Do this:
Output the lines of the records below as a Markdown table with two columns, No. and Line, numbering each row and leaving out blank lines.

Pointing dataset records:
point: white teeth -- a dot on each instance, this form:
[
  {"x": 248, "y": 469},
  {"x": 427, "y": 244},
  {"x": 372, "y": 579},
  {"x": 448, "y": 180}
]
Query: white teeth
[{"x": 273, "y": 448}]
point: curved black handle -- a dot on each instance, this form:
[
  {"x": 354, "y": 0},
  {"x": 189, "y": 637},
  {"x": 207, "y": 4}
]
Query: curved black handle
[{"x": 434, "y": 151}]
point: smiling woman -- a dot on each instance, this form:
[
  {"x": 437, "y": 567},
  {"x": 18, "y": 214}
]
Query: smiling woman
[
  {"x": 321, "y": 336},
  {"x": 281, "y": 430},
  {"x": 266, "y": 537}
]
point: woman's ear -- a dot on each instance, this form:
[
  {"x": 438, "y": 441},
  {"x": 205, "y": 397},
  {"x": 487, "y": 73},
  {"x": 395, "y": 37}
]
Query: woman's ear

The answer:
| No. | Line |
|---|---|
| 1 | point: white teeth -- a dot on each instance, this form: |
| 2 | [ |
| 3 |   {"x": 248, "y": 469}, |
| 4 |   {"x": 427, "y": 244}, |
| 5 |   {"x": 372, "y": 579}, |
| 6 |   {"x": 448, "y": 180} |
| 7 | ] |
| 8 | Query: white teeth |
| 9 | [{"x": 273, "y": 448}] |
| 10 | point: curved black handle -- a dot on each instance, this form: |
| 11 | [ |
| 12 |   {"x": 354, "y": 0}, |
| 13 |   {"x": 189, "y": 637}, |
| 14 |   {"x": 207, "y": 4} |
| 15 | ] |
| 16 | Query: curved black handle |
| 17 | [{"x": 434, "y": 151}] |
| 18 | point: smiling woman -- a dot on each instance, this form: |
| 19 | [ |
| 20 |   {"x": 437, "y": 567}, |
| 21 |   {"x": 18, "y": 214} |
| 22 | ] |
| 23 | Query: smiling woman |
| 24 | [ |
| 25 |   {"x": 321, "y": 336}, |
| 26 |   {"x": 281, "y": 430}, |
| 27 |   {"x": 266, "y": 537} |
| 28 | ] |
| 29 | point: woman's ear -- a dot on each instance, this form: |
| 30 | [ |
| 31 |   {"x": 438, "y": 441}, |
| 32 |   {"x": 205, "y": 397}, |
| 33 |   {"x": 487, "y": 73}, |
| 34 |   {"x": 395, "y": 37} |
| 35 | ] |
| 36 | Query: woman's ear |